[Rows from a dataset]

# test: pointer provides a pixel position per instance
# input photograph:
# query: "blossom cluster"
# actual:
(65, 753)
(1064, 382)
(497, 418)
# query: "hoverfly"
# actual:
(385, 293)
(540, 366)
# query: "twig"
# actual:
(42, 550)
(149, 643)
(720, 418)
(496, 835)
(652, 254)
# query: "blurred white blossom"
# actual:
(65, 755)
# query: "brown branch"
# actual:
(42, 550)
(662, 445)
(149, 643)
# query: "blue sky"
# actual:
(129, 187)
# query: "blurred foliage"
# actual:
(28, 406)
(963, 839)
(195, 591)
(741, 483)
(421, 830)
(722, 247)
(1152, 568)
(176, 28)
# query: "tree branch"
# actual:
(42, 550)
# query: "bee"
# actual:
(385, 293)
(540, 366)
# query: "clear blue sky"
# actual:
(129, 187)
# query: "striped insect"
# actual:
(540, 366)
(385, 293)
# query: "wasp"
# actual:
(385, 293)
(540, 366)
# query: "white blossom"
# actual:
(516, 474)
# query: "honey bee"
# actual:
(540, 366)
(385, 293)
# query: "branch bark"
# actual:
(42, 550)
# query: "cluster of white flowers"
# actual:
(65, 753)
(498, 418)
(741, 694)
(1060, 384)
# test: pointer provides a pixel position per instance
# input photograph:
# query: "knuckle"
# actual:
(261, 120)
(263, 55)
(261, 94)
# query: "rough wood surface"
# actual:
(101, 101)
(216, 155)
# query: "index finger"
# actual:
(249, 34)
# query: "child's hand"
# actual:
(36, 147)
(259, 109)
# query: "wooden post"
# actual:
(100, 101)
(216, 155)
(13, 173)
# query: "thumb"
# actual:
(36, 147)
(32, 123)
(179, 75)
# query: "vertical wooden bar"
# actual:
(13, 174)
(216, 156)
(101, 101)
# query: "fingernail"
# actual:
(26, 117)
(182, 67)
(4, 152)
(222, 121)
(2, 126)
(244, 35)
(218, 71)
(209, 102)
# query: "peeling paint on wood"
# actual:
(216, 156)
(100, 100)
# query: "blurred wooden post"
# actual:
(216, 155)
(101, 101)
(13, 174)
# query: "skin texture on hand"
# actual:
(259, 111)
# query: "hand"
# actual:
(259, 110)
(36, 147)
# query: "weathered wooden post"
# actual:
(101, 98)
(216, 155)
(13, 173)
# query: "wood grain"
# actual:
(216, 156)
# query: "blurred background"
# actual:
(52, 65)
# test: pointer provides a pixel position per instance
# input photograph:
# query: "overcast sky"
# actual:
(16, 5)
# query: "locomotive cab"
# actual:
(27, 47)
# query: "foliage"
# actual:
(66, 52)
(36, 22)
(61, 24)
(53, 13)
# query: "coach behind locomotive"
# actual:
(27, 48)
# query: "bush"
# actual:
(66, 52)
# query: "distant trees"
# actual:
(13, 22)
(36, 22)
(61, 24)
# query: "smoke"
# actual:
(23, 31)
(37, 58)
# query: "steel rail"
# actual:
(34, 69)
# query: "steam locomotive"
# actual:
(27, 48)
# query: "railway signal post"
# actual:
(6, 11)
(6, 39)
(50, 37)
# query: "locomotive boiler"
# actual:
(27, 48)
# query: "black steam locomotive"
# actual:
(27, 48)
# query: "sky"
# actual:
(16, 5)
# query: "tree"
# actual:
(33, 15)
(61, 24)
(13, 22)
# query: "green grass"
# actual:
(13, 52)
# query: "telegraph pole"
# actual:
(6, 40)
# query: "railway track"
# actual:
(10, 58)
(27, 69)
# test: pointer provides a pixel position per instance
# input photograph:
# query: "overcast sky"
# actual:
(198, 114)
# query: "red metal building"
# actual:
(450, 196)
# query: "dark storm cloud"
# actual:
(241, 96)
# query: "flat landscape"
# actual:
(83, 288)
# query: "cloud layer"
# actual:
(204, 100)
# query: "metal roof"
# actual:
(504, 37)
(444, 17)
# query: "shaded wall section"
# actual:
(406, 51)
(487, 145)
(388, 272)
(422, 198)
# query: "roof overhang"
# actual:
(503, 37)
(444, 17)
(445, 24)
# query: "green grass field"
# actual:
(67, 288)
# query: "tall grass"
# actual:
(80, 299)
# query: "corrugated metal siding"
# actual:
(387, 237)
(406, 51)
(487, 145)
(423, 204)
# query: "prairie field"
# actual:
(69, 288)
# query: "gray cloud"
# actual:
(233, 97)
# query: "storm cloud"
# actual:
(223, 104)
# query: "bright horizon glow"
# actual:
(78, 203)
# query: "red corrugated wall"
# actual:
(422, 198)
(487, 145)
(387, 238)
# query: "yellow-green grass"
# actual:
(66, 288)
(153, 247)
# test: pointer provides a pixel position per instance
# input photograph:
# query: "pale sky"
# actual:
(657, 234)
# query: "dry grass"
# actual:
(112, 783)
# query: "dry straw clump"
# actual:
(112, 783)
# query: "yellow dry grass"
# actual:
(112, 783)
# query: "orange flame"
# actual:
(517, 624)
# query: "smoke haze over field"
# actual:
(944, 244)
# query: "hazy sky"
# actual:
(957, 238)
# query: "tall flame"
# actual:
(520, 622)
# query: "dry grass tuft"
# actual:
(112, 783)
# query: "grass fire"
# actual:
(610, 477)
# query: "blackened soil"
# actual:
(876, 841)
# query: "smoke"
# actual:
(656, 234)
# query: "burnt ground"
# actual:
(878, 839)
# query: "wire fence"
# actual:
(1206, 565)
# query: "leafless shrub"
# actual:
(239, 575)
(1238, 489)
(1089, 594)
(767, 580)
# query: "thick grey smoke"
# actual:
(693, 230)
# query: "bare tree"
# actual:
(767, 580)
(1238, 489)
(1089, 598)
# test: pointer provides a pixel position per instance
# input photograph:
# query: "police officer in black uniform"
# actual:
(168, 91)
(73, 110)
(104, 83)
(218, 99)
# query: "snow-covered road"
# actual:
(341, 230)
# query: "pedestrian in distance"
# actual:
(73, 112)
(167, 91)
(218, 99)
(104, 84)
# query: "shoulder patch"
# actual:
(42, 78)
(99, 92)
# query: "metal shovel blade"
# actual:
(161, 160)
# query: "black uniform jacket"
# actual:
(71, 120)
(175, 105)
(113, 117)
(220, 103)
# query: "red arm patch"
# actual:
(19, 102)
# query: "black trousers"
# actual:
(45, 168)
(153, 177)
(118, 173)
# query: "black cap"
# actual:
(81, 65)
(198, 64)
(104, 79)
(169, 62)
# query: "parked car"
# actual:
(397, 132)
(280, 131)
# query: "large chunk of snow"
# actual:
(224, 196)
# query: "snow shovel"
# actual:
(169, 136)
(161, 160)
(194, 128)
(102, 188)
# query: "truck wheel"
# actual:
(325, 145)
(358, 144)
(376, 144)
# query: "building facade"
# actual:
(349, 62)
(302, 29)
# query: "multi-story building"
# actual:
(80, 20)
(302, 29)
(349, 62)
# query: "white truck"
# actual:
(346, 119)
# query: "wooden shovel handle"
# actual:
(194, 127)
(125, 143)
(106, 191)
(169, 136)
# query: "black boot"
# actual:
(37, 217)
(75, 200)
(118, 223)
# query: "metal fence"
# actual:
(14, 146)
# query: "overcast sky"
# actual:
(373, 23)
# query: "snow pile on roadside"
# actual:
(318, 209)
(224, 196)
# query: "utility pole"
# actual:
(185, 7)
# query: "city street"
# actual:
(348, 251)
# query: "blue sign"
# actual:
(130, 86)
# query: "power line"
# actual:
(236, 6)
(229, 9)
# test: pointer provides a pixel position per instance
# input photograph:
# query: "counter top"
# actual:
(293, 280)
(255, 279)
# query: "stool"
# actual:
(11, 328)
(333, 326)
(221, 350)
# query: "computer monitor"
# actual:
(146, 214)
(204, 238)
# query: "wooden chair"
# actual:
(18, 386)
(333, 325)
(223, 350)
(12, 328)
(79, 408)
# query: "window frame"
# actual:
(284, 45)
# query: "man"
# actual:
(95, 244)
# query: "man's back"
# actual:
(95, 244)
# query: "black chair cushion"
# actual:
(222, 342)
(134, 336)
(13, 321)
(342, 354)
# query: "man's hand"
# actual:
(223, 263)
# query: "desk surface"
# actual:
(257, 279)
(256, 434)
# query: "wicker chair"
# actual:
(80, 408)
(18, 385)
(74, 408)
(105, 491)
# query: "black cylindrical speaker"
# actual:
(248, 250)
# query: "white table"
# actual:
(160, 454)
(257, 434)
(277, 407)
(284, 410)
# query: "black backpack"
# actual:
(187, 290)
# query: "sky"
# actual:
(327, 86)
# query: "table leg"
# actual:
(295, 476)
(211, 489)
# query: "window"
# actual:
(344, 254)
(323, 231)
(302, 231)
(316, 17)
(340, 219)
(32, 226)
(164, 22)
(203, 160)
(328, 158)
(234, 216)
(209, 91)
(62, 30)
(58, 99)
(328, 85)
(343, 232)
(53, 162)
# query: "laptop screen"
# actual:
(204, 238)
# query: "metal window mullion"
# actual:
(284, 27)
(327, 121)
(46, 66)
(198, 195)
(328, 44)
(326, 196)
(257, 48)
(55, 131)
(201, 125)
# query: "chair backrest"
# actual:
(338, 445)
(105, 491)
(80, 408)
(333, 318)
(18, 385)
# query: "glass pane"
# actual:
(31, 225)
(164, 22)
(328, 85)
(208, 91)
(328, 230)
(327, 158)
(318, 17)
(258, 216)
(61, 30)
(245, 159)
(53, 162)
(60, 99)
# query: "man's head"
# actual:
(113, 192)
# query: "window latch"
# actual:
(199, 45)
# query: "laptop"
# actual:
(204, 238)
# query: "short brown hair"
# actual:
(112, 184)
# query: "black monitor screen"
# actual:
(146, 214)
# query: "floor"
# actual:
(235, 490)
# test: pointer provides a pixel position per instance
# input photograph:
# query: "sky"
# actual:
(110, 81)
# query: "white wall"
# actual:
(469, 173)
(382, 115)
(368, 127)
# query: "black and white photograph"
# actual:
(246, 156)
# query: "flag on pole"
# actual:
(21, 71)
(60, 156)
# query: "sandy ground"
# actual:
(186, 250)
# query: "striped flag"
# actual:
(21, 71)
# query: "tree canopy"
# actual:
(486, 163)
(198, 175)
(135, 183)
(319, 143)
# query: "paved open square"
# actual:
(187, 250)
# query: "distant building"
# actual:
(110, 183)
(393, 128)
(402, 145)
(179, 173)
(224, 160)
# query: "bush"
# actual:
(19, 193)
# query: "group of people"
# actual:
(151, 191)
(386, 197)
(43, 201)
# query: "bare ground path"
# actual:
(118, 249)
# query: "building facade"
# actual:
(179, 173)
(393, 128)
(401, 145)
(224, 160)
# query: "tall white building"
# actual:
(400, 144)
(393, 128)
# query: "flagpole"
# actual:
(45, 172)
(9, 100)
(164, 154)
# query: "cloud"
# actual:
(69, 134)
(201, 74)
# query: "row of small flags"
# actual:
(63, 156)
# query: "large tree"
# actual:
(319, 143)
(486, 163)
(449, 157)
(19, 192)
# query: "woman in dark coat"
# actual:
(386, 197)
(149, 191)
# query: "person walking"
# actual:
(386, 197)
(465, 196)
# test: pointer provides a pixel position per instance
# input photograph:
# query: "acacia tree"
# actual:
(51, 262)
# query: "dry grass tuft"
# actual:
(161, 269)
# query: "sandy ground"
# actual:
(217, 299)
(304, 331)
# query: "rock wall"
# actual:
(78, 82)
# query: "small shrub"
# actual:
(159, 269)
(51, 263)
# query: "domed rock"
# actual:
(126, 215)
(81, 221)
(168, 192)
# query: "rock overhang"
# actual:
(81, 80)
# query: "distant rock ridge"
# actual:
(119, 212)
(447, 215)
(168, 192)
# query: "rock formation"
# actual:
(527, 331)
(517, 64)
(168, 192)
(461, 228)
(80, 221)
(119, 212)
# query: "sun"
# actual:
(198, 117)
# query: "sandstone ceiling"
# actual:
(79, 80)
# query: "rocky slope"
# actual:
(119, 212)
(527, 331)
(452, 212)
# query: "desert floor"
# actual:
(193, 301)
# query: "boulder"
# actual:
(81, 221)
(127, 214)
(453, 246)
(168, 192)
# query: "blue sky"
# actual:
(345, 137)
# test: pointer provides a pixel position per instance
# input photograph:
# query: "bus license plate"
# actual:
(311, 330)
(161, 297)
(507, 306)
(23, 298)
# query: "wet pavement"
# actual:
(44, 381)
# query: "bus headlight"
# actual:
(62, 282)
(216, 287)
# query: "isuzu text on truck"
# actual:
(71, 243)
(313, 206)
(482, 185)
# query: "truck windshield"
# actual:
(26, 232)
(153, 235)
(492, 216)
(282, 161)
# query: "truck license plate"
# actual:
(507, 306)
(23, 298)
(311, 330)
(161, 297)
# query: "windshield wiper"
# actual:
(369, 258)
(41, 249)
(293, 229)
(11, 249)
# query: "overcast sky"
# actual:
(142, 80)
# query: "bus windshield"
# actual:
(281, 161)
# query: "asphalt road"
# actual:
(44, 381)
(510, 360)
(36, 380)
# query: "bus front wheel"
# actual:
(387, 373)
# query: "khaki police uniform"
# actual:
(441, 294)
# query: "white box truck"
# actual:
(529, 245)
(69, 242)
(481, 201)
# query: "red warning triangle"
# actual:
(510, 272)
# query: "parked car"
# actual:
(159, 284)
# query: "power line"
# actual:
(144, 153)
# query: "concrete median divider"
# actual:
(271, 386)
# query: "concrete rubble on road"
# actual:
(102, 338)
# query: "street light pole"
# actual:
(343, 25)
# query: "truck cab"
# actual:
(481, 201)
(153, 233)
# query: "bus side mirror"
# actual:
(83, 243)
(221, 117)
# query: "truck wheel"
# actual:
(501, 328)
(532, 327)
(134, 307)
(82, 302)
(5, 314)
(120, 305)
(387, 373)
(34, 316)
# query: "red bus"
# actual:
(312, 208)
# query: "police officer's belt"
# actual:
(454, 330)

▶ [What you are asked to do]
Pull out each line from the rows above that contains the word "monitor" and list those lines.

▶ [Task response]
# query: "computer monitor"
# query: "black monitor screen"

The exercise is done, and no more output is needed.